TASK REQUIREMENTS
This exercise calls for every line of the listing below that contains the word "green".

STUDY MATERIAL
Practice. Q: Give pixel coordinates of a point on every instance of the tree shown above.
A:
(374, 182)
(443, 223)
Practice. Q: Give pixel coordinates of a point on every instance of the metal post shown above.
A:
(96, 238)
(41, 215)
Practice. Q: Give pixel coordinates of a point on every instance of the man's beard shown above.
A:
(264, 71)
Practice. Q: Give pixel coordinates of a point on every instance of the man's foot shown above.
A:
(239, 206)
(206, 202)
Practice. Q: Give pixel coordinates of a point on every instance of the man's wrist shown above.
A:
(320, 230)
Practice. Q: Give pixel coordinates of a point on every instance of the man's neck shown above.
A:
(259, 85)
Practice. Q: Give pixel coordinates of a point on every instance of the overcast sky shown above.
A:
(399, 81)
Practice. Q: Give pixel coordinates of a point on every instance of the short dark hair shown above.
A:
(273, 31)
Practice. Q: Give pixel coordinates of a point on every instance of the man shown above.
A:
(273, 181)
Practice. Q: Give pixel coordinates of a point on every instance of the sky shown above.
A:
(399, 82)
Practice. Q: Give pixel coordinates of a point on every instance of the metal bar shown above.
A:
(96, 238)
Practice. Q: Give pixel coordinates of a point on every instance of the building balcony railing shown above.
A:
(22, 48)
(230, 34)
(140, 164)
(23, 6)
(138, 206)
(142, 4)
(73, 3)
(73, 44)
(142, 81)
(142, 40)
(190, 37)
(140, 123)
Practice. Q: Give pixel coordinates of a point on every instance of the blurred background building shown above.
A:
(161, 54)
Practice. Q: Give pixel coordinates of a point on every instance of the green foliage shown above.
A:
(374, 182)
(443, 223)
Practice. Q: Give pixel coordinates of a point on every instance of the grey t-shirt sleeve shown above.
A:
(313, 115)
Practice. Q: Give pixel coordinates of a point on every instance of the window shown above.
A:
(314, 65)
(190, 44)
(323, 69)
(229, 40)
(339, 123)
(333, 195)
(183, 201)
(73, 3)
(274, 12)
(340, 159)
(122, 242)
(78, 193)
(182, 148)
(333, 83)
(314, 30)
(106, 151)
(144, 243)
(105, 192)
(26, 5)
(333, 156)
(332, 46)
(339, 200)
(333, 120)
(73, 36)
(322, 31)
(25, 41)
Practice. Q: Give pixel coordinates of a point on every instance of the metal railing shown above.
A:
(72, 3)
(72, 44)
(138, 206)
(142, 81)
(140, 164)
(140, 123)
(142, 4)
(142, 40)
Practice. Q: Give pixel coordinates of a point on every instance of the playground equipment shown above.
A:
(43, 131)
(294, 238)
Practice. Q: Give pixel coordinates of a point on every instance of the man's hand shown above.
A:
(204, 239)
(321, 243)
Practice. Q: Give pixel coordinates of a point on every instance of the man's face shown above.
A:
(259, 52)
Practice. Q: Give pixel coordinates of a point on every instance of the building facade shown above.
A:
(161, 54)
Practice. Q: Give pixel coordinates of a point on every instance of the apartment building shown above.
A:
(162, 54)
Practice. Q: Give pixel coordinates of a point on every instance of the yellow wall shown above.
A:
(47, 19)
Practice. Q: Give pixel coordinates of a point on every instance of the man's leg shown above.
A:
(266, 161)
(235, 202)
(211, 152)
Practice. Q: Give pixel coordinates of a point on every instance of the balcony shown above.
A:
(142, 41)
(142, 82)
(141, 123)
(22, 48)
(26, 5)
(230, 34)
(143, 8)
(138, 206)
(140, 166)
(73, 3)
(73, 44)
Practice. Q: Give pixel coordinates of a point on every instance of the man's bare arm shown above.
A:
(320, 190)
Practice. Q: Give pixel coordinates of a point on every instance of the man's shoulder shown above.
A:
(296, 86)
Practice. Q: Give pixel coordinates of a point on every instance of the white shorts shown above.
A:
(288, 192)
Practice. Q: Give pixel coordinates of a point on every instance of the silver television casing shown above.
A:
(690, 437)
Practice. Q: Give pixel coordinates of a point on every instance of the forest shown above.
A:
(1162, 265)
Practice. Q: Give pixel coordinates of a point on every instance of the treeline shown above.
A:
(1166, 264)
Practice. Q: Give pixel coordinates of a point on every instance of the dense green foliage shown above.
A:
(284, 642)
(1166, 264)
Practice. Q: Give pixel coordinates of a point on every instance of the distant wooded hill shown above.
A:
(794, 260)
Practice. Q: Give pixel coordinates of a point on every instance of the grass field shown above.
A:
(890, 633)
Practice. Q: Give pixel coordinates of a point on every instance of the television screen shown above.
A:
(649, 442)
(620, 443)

WRITTEN ANSWER
Practice. Q: Give pixel coordinates of a point on every instance of the green foliage shown above.
Practice. Q: Give pixel coordinates of a point on every instance of the dense green foliage shown above.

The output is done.